--- begin ---
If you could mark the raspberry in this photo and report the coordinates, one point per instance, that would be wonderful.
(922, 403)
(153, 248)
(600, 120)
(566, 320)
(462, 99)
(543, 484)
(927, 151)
--- end ---
*TASK PROMPT*:
Print every one of the records above verbatim, keeping each line unchanged.

*THE OUTPUT*:
If you could mark the raspberry in this photo and report the coordinates, one point per instance, that would be wonderful.
(922, 403)
(153, 248)
(600, 120)
(566, 320)
(462, 99)
(543, 484)
(927, 151)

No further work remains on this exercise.